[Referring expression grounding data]

#####

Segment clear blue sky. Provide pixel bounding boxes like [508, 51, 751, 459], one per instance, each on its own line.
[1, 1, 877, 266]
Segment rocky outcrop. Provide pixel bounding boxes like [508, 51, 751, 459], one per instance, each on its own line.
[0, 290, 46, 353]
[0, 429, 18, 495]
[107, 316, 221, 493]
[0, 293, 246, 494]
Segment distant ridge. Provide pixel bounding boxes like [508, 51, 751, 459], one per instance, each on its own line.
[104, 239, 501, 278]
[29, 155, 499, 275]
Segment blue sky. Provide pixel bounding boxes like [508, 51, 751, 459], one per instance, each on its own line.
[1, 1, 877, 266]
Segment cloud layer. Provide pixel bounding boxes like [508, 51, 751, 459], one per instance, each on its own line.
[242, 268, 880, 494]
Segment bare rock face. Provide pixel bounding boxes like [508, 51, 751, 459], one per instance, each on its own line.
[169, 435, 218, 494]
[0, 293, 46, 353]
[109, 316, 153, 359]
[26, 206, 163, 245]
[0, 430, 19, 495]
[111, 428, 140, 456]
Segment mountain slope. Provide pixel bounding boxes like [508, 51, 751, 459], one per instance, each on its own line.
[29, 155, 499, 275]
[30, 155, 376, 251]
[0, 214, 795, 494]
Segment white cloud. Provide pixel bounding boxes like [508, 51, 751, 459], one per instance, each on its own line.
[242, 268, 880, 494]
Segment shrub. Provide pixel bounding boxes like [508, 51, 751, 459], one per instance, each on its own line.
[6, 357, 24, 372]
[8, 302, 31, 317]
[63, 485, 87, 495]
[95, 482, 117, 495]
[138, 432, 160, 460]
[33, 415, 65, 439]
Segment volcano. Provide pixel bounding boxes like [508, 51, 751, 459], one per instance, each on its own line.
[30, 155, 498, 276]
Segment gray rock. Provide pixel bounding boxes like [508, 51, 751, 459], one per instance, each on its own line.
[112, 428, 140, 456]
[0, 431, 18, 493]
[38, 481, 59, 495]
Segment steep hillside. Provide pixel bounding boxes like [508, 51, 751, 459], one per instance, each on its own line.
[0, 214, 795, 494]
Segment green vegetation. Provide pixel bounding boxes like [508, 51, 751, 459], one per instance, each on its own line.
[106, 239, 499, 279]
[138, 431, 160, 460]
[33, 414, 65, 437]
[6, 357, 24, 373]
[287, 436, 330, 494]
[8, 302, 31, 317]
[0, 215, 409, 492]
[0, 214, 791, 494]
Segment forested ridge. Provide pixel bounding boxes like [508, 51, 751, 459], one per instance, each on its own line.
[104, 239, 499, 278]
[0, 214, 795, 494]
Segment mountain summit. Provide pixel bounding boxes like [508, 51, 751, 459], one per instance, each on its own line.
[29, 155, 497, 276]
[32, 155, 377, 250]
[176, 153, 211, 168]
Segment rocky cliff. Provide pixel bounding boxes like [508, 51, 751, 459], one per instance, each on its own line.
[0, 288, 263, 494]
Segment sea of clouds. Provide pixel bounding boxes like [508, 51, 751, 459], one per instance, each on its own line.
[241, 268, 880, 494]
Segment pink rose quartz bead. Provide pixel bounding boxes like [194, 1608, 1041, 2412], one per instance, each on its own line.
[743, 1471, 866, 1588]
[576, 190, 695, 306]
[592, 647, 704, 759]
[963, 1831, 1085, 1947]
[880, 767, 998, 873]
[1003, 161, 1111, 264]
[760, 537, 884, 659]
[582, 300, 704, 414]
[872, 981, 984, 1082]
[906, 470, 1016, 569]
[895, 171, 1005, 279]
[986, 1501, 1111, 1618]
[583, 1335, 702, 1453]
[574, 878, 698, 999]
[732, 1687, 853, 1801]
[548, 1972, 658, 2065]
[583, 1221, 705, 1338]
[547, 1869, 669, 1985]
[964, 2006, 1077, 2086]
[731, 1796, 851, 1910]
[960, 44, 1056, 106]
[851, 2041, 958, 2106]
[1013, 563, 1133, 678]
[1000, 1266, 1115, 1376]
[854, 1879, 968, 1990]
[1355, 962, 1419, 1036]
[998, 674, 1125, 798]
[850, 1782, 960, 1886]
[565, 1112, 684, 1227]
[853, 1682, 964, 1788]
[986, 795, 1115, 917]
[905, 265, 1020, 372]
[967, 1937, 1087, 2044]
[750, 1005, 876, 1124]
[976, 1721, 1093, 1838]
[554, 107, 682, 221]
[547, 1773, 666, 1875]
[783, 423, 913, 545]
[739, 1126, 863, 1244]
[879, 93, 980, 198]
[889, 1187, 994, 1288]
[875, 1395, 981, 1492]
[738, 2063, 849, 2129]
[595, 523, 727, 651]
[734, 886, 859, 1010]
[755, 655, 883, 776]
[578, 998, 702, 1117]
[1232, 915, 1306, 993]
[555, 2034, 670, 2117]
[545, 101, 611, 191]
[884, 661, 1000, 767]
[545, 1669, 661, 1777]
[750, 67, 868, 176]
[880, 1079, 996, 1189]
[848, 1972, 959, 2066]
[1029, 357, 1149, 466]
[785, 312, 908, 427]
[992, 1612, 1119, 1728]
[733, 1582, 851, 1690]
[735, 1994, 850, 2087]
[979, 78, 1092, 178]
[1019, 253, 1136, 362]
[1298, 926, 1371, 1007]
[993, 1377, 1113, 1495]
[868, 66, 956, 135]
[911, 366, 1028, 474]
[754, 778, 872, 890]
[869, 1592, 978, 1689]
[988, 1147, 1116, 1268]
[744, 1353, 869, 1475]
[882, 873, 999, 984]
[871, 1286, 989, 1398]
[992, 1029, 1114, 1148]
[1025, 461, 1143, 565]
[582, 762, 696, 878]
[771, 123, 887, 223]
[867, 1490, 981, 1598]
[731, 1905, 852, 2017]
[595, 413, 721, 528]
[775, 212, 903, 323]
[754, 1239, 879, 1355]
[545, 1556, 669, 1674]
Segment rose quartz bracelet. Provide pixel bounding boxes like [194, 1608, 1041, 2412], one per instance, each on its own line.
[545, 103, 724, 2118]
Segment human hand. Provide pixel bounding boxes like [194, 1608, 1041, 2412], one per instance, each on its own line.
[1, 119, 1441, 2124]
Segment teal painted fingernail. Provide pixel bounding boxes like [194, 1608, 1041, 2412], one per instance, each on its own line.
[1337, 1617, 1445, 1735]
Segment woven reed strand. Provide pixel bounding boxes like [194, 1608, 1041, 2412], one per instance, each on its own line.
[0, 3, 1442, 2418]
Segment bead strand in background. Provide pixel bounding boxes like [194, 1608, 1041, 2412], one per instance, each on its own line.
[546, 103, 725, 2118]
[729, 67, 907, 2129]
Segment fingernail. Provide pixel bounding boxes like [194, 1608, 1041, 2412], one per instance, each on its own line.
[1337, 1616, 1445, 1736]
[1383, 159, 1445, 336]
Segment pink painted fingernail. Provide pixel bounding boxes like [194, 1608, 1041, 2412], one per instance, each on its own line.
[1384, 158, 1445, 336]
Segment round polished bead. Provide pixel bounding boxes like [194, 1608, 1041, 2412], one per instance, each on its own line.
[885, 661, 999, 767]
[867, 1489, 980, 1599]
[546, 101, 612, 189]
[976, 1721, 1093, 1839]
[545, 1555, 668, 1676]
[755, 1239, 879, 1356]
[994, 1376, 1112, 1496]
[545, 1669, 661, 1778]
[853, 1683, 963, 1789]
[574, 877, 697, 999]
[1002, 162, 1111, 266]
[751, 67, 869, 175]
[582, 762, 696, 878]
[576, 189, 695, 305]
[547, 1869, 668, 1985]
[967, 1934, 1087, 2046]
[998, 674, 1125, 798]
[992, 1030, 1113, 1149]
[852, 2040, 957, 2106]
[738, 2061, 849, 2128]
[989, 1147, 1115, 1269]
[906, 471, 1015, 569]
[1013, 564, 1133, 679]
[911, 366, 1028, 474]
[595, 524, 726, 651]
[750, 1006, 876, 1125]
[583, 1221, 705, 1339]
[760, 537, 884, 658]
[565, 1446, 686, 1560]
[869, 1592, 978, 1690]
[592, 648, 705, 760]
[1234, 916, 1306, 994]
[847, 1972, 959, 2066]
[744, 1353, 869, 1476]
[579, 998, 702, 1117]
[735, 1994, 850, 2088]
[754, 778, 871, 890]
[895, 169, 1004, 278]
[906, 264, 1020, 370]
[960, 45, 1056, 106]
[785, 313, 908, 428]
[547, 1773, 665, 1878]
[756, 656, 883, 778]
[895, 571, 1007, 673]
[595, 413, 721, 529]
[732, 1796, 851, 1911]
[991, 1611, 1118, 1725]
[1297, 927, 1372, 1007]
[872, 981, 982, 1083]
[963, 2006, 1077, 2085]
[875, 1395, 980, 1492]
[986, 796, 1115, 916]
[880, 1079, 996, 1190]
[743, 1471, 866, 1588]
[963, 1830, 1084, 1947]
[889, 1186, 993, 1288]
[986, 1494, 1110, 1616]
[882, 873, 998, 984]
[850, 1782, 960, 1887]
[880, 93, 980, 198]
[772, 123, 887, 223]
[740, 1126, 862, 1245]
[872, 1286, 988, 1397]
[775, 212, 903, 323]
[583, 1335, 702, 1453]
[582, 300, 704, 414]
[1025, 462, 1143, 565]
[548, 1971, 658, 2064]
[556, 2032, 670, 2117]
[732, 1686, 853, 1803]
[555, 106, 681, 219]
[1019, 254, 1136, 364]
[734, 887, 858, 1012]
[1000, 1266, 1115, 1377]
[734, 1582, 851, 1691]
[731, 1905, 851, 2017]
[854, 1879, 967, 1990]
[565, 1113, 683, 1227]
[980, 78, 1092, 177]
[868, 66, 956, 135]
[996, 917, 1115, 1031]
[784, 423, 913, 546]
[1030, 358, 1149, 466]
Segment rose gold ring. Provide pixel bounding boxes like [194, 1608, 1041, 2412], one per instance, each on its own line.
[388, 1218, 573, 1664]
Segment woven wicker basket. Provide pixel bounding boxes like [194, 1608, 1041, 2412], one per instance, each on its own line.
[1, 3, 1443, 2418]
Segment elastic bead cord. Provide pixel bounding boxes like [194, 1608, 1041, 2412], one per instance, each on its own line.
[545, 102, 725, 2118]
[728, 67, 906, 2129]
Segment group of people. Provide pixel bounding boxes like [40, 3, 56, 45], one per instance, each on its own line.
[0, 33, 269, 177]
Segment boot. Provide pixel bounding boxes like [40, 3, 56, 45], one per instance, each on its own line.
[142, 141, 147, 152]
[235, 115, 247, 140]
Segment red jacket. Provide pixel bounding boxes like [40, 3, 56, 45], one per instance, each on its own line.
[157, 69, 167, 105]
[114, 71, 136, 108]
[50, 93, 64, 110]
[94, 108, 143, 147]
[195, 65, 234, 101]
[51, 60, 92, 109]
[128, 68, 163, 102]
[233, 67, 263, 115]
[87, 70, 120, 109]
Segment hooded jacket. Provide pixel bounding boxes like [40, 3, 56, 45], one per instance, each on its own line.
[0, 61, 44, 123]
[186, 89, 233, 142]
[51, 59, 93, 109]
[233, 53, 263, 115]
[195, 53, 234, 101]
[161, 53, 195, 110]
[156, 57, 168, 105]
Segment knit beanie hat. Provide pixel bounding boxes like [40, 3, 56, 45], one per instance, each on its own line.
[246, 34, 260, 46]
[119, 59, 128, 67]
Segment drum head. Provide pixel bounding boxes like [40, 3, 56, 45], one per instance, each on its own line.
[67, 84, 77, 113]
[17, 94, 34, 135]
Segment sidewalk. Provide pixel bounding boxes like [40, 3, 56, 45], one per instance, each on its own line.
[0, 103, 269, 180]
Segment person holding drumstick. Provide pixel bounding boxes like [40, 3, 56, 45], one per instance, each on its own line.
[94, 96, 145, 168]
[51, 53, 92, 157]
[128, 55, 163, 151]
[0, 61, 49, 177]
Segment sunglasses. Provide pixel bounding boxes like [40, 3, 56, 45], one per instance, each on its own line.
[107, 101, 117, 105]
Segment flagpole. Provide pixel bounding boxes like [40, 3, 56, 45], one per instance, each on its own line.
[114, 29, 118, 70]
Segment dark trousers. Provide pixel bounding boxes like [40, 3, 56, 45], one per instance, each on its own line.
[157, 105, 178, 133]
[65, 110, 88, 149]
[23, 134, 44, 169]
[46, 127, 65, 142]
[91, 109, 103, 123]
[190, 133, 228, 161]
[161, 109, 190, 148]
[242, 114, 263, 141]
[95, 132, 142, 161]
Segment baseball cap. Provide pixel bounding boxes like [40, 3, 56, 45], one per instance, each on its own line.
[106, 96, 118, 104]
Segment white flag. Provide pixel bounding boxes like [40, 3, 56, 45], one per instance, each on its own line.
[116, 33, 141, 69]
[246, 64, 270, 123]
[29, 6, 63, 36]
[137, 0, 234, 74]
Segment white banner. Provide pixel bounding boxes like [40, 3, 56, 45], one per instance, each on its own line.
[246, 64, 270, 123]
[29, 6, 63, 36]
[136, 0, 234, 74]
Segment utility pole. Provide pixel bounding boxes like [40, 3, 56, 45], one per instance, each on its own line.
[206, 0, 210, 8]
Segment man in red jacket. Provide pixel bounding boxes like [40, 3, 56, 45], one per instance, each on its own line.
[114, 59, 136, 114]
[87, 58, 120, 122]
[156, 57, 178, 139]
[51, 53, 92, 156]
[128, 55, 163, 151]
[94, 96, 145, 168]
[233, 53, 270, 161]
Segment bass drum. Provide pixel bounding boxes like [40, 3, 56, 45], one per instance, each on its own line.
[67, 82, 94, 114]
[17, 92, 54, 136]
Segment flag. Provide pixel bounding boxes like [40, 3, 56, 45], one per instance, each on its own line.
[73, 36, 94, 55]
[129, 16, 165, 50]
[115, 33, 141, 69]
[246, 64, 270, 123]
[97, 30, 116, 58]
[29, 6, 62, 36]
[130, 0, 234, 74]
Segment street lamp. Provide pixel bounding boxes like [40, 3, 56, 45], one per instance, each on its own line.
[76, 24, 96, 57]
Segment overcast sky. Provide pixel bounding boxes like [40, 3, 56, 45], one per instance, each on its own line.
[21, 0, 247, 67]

#####

● AIM OF THE EXERCISE: Above are the records; copy exactly the lines from the one with "Segment street lamp." through the final line.

● RESPONSE BELOW:
Segment street lamp. Provide pixel bounding boxes like [40, 3, 56, 45], one per instance, each on its own line.
[76, 24, 96, 57]
Segment overcast sky. Provide pixel bounding boxes like [40, 3, 56, 45], one per instance, each on its own line.
[21, 0, 247, 67]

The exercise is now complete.